SELECTED TEXT:

Path: utzoo!utgpu!news-server.csri.toronto.edu!mailrus!cs.utexas.edu!uunet!mcsun!ukc!dcl-cs!aber-cs!pcg
From: pcg@aber-cs.UUCP (Piercarlo Grandi)
Newsgroups: comp.arch
Subject: Re: Black magic, IBM RIOS.
Message-ID: <1726@aber-cs.UUCP>
Date: 12 Apr 90 13:14:33 GMT
Reply-To: pcg@cs.aber.ac.uk (Piercarlo Grandi)
Organization: Dept of CS, UCW Aberystwyth
	(Disclaimer: my statements are purely personal)
Lines: 54

In article <6438@brazos.Rice.edu> preston@titan.rice.edu (Preston Briggs) writes:
  In article <1990Apr4.140713.8996@specialix.co.uk> jpp@specialix.co.uk (John Pettitt) writes:
  >pcg@odin.cs.aber.ac.uk (Piercarlo Grandi) writes:
  >>	register:		16M*7 instructions in 1.3 s
  >>	volatile static:	16M*10 instructions in 10.4 s
  >Same test on a mips 3240 (25Mhz R3000)
  >	register:		1.0 s
  >	volatile static:	8.9 s
  >and on an ALR 486 with 128K cache
  >	register:		4.8 s
  >	volatile static:	9.5 s
  >Hmmm interesting.
  
  Why are these numbers interesting or magic?

The RIOS numbers are interesting because we are looking at a 20Mhz 530
doing around 70 MIPS peak. It drops to about 15 MIPS if the same program
is rerun with variables in memory. This means that not only we pay the cost
of cache transations, we also lose superscalarity.

The MIPS tests show that the meaning of this test has not been understood;
the crucial inner loop has been unrolled, and thus the test has become one
of language speed, not one of CPU/memory architecture/speed. Since the
program is meaningless, looking at just how fast it runs, without looking at
the generated code, is pointless.

The 486 figures show that the 486 has remarkable performance. The typical 20
Mhz RISC chip has a register time of just over 3 seconds, with usually 5-6
instructions in the inner loop. The 486 is not as quick, but the difference
for the variables in memory case is much smaller. This means that, as
expected, RISCs get bogged down (load-store architecture) by memory accesses.

Entries from a point annotation set:
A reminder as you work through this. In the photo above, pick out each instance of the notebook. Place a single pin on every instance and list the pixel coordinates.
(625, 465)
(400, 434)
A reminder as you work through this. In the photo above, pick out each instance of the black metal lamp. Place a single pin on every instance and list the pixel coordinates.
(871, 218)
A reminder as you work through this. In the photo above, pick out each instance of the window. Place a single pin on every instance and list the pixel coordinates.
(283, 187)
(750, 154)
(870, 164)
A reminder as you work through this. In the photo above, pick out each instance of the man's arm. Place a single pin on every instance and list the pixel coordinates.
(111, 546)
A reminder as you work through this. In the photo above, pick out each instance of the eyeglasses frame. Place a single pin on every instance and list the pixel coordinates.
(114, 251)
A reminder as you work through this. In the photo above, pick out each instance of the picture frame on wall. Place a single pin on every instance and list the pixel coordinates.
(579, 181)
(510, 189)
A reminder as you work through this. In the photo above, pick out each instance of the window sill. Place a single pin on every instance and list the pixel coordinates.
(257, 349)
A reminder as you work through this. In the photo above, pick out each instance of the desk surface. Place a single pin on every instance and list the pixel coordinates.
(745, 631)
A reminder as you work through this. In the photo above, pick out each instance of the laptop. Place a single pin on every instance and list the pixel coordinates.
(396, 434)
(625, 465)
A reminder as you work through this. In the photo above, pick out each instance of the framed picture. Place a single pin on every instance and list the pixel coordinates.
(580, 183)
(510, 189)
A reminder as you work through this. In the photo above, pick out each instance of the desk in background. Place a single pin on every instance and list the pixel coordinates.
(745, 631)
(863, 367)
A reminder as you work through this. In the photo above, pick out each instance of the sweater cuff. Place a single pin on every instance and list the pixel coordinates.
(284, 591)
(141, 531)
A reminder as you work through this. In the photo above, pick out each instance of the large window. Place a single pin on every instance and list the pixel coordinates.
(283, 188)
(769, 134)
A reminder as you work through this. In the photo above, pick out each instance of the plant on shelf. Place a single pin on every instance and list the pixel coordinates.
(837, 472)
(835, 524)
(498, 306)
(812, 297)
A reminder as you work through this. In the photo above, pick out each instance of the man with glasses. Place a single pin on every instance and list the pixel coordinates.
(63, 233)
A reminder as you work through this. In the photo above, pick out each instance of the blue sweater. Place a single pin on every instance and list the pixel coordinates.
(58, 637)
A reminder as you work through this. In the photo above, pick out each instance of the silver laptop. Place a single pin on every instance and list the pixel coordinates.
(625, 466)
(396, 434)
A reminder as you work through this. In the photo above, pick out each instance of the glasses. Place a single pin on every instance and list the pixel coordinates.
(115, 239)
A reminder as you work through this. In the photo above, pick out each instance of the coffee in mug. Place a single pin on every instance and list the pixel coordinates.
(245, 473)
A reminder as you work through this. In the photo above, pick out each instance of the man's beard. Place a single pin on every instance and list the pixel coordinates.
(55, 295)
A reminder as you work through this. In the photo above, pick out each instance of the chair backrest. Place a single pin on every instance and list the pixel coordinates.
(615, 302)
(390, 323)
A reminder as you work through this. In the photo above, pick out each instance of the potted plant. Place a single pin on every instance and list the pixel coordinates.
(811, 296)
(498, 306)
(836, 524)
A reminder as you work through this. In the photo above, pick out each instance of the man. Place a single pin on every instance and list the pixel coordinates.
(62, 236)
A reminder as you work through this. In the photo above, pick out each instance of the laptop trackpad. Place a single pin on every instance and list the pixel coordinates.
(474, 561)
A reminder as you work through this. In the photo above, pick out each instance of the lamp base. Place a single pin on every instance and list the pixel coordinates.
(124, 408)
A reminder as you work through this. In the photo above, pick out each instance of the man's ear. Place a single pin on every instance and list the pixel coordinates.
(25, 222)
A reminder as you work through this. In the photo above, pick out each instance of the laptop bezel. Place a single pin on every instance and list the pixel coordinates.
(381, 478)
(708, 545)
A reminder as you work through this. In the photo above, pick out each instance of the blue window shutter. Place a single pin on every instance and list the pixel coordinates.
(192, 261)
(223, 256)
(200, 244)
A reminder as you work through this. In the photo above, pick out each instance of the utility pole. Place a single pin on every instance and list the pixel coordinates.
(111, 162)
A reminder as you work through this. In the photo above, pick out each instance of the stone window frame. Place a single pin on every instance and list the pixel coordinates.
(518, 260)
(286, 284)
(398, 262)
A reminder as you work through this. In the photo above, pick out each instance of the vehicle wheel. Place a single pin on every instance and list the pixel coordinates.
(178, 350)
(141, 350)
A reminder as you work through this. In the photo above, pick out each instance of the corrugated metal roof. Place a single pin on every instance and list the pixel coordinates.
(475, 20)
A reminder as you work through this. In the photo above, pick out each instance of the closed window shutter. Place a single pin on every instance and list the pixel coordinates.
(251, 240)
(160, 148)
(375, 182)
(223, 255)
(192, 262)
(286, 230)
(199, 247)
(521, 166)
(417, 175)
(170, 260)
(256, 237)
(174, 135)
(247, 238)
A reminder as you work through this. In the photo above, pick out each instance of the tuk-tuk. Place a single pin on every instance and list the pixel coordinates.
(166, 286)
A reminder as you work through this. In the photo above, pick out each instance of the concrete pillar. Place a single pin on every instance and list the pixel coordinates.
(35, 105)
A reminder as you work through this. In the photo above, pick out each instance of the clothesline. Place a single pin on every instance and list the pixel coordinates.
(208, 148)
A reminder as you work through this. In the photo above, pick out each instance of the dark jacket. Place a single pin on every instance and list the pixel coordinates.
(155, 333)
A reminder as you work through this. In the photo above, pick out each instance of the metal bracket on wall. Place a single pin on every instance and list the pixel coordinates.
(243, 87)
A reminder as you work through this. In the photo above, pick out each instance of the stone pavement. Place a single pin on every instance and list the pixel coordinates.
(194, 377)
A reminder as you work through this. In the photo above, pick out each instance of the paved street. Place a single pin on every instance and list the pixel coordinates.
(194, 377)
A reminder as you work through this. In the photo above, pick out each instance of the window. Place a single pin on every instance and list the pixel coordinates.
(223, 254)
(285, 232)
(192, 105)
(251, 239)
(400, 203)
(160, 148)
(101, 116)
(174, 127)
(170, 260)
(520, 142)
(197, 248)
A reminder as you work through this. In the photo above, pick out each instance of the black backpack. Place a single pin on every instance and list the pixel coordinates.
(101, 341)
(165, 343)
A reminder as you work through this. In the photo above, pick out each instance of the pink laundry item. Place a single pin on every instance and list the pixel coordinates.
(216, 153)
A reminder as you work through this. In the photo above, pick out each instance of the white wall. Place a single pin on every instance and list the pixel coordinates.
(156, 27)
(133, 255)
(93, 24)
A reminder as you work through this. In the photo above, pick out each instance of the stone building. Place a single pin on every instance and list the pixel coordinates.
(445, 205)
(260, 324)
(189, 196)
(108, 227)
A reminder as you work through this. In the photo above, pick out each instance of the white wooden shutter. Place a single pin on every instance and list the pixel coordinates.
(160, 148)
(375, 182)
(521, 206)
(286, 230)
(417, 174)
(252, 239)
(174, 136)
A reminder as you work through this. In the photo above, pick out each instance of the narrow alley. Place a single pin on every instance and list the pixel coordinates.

THE TASKS:
a – In the comp.arch post on RIOS benchmark timings, print the passage that begins at the words "The RIOS numbers" and ends after the words "code, is pointless.".
b – In the comp.arch post on RIOS benchmark timings, roughly how many MIPS does the 20Mhz 530 drop to when the program is rerun with variables in memory?
c – Go on with the comp.arch post on RIOS benchmark timings from its last sentence.

ANSWERS FOR THIS EXERCISE:
a –
The RIOS numbers are interesting because we are looking at a 20Mhz 530
doing around 70 MIPS peak. It drops to about 15 MIPS if the same program
is rerun with variables in memory. This means that not only we pay the cost
of cache transations, we also lose superscalarity.

The MIPS tests show that the meaning of this test has not been understood;
the crucial inner loop has been unrolled, and thus the test has become one
of language speed, not one of CPU/memory architecture/speed. Since the
program is meaningless, looking at just how fast it runs, without looking at
the generated code, is pointless.

b – About 15 MIPS.

c –
  
  On very fast machines, keeping important values in registers is a big
  savings.  You execute less instructions, and you spend much less time
  waiting on memory.

This is a true but uninteresting. It is the *magnitudes* of the effect that
are most interesting. When the same loop (which mimics many hot spots in
real world programs) on a superscalar exhibits a factor in running time of 8
depending on whether the variables are (for CISCs the factor tends to be 2,
for RISCS it tends to be 5) in registers or memory, you start believing
religiously in Von Neumann's bottleneck, at least until we coax the chip
guys to deliver faster memory, not just larger.

When you look at transistor counts as well you wonder even more whether a low
level of NUMA external parallelism (2-6 CPUs) is dearer/cheaper faster/slower
than a low level of internal parallelism (superscalar).

However, for a better discussion of these issues, please wait for my
forthcoming table of figures for a couple dozen CPU types.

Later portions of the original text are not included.